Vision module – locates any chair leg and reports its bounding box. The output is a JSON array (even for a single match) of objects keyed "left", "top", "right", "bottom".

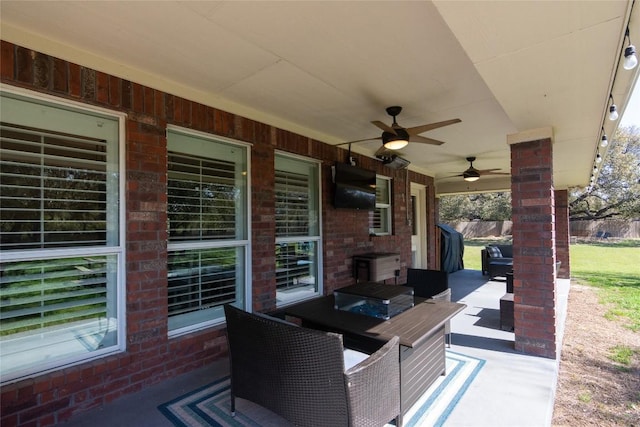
[{"left": 231, "top": 393, "right": 236, "bottom": 417}]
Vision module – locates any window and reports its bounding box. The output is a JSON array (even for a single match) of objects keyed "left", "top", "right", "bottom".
[
  {"left": 167, "top": 128, "right": 250, "bottom": 335},
  {"left": 369, "top": 176, "right": 392, "bottom": 235},
  {"left": 275, "top": 154, "right": 322, "bottom": 305},
  {"left": 0, "top": 92, "right": 125, "bottom": 382}
]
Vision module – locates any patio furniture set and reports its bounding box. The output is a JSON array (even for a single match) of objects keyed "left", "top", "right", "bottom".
[{"left": 225, "top": 271, "right": 465, "bottom": 426}]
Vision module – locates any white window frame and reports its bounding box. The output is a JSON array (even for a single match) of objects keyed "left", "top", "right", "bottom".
[
  {"left": 369, "top": 175, "right": 393, "bottom": 236},
  {"left": 167, "top": 125, "right": 252, "bottom": 338},
  {"left": 274, "top": 150, "right": 324, "bottom": 307},
  {"left": 0, "top": 83, "right": 127, "bottom": 385}
]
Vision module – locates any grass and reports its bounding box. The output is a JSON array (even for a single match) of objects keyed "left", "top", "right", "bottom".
[
  {"left": 609, "top": 345, "right": 640, "bottom": 366},
  {"left": 570, "top": 240, "right": 640, "bottom": 332},
  {"left": 463, "top": 239, "right": 640, "bottom": 332}
]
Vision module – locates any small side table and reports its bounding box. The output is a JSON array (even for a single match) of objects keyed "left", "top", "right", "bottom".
[{"left": 500, "top": 293, "right": 514, "bottom": 332}]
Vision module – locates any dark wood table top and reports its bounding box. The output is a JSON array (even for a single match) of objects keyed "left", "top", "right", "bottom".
[{"left": 281, "top": 295, "right": 466, "bottom": 347}]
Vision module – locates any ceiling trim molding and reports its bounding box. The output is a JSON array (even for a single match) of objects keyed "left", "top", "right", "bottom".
[{"left": 507, "top": 127, "right": 553, "bottom": 145}]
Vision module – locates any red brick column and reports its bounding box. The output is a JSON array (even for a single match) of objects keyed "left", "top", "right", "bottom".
[
  {"left": 555, "top": 190, "right": 571, "bottom": 279},
  {"left": 508, "top": 129, "right": 557, "bottom": 358}
]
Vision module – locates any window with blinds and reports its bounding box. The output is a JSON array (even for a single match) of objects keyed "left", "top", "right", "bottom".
[
  {"left": 0, "top": 93, "right": 124, "bottom": 381},
  {"left": 275, "top": 154, "right": 321, "bottom": 304},
  {"left": 167, "top": 128, "right": 249, "bottom": 335},
  {"left": 0, "top": 123, "right": 107, "bottom": 250},
  {"left": 369, "top": 176, "right": 392, "bottom": 235}
]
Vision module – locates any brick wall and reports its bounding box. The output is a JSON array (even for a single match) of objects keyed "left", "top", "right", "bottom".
[
  {"left": 0, "top": 41, "right": 434, "bottom": 427},
  {"left": 511, "top": 139, "right": 556, "bottom": 358}
]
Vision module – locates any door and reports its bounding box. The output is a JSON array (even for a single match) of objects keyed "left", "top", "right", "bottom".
[{"left": 411, "top": 182, "right": 427, "bottom": 268}]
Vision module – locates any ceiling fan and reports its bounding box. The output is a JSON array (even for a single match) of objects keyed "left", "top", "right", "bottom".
[
  {"left": 453, "top": 157, "right": 510, "bottom": 182},
  {"left": 338, "top": 105, "right": 462, "bottom": 157}
]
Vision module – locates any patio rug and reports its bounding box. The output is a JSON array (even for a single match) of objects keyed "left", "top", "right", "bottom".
[{"left": 158, "top": 350, "right": 484, "bottom": 427}]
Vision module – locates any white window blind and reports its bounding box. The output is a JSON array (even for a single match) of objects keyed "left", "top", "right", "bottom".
[
  {"left": 275, "top": 155, "right": 321, "bottom": 304},
  {"left": 168, "top": 152, "right": 237, "bottom": 242},
  {"left": 167, "top": 130, "right": 249, "bottom": 335},
  {"left": 275, "top": 170, "right": 311, "bottom": 237},
  {"left": 369, "top": 176, "right": 392, "bottom": 235},
  {"left": 0, "top": 123, "right": 108, "bottom": 250},
  {"left": 0, "top": 92, "right": 125, "bottom": 381}
]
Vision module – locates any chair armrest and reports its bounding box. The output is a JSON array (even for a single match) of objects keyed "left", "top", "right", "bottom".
[{"left": 345, "top": 337, "right": 400, "bottom": 426}]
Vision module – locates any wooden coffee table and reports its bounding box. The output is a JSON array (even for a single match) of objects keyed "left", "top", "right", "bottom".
[{"left": 281, "top": 285, "right": 466, "bottom": 422}]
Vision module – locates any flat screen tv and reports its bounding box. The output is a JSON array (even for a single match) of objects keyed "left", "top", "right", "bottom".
[{"left": 333, "top": 163, "right": 376, "bottom": 211}]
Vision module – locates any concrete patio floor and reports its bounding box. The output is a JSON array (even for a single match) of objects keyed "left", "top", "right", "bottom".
[{"left": 64, "top": 270, "right": 570, "bottom": 427}]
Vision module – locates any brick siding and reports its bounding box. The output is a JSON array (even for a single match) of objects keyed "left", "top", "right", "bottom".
[
  {"left": 0, "top": 41, "right": 435, "bottom": 427},
  {"left": 511, "top": 139, "right": 557, "bottom": 359}
]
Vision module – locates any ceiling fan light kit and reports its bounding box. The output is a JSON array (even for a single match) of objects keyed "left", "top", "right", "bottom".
[
  {"left": 462, "top": 171, "right": 480, "bottom": 182},
  {"left": 454, "top": 157, "right": 509, "bottom": 182},
  {"left": 338, "top": 105, "right": 462, "bottom": 169}
]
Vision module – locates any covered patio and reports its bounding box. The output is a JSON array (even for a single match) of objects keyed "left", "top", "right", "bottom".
[
  {"left": 0, "top": 0, "right": 640, "bottom": 426},
  {"left": 58, "top": 270, "right": 569, "bottom": 427}
]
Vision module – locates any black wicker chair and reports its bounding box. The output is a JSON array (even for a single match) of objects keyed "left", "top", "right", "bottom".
[
  {"left": 225, "top": 305, "right": 401, "bottom": 427},
  {"left": 406, "top": 268, "right": 451, "bottom": 346}
]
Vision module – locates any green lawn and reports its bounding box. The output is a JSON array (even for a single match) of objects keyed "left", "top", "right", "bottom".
[{"left": 464, "top": 239, "right": 640, "bottom": 332}]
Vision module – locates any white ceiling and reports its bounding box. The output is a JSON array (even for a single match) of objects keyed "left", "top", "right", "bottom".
[{"left": 0, "top": 0, "right": 640, "bottom": 194}]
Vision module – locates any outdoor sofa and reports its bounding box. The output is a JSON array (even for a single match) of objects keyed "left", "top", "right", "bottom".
[
  {"left": 480, "top": 245, "right": 513, "bottom": 278},
  {"left": 224, "top": 305, "right": 400, "bottom": 426}
]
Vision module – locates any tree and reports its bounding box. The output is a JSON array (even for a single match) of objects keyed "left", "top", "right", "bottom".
[
  {"left": 440, "top": 126, "right": 640, "bottom": 221},
  {"left": 569, "top": 126, "right": 640, "bottom": 221},
  {"left": 440, "top": 192, "right": 511, "bottom": 221}
]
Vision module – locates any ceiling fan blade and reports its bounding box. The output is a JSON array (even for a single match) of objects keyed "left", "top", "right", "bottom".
[
  {"left": 336, "top": 136, "right": 382, "bottom": 147},
  {"left": 407, "top": 119, "right": 462, "bottom": 135},
  {"left": 478, "top": 169, "right": 511, "bottom": 175},
  {"left": 371, "top": 120, "right": 396, "bottom": 135},
  {"left": 409, "top": 135, "right": 444, "bottom": 145}
]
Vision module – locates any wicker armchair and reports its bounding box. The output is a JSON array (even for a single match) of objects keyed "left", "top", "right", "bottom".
[
  {"left": 407, "top": 268, "right": 451, "bottom": 346},
  {"left": 225, "top": 305, "right": 400, "bottom": 426}
]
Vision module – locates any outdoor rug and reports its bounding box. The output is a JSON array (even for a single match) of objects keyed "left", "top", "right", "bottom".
[{"left": 158, "top": 350, "right": 484, "bottom": 427}]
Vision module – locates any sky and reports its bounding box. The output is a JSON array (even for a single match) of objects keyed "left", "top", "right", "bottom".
[{"left": 620, "top": 80, "right": 640, "bottom": 127}]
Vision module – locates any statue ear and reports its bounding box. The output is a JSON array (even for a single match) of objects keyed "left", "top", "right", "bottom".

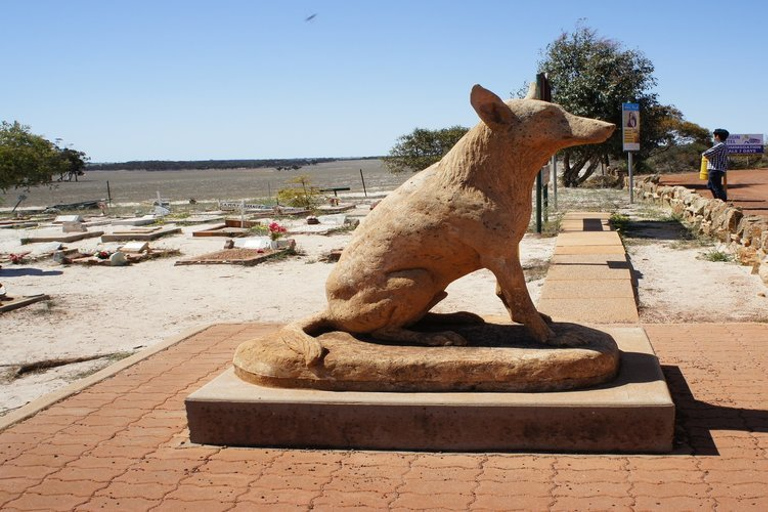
[
  {"left": 469, "top": 85, "right": 516, "bottom": 129},
  {"left": 523, "top": 82, "right": 536, "bottom": 100}
]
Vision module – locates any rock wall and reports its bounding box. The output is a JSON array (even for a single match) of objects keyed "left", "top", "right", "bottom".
[{"left": 635, "top": 175, "right": 768, "bottom": 286}]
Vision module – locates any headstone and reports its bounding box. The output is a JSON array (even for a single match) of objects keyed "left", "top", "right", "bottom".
[
  {"left": 62, "top": 221, "right": 88, "bottom": 233},
  {"left": 109, "top": 251, "right": 128, "bottom": 267},
  {"left": 120, "top": 242, "right": 149, "bottom": 252},
  {"left": 53, "top": 215, "right": 83, "bottom": 224},
  {"left": 235, "top": 236, "right": 269, "bottom": 249}
]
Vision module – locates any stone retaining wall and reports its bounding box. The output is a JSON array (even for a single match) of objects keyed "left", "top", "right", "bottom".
[{"left": 635, "top": 176, "right": 768, "bottom": 286}]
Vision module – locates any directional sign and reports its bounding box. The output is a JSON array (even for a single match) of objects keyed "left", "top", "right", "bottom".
[
  {"left": 621, "top": 103, "right": 640, "bottom": 151},
  {"left": 725, "top": 133, "right": 765, "bottom": 155}
]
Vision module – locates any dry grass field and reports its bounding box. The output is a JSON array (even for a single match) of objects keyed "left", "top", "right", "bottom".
[{"left": 0, "top": 160, "right": 410, "bottom": 208}]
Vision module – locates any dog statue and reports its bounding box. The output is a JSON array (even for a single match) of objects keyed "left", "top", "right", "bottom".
[{"left": 283, "top": 85, "right": 615, "bottom": 368}]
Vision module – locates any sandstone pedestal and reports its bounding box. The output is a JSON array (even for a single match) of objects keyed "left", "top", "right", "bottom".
[
  {"left": 186, "top": 328, "right": 674, "bottom": 453},
  {"left": 234, "top": 323, "right": 619, "bottom": 392}
]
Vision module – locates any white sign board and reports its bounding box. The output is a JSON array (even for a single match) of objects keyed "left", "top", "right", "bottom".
[
  {"left": 725, "top": 133, "right": 764, "bottom": 155},
  {"left": 621, "top": 103, "right": 640, "bottom": 151}
]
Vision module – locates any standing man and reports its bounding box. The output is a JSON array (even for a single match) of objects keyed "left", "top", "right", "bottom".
[{"left": 701, "top": 128, "right": 729, "bottom": 201}]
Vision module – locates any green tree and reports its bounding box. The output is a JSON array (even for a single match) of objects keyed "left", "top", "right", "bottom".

YOUR GOAL: Gather every line of the entries above that contains the word "ceiling", treating case as significant.

RIGHT ANSWER:
Vision module – locates any ceiling trim molding and reports its bounding box. The output is a JSON array (even for a single match) of objects keyed "left", "top", "right", "bottom".
Vision module – locates any ceiling fan and reports its bounding box. The output is a JSON array (even for a single match) of objects keyed "left", "top", "right", "bottom".
Vision module – locates any ceiling fan light kit and reports its bounding box. The output is a JSON array (even for a single match) of objects keyed "left", "top", "right", "bottom".
Vision module – locates any white ceiling and reports its bounding box. The output is a JSON array (even for a single match) of objects keyed "left", "top", "right", "bottom".
Vision module – locates any ceiling fan blade and reports its bounding box. The output is a JSON array (even for a single match) of objects keyed "left", "top", "right", "bottom".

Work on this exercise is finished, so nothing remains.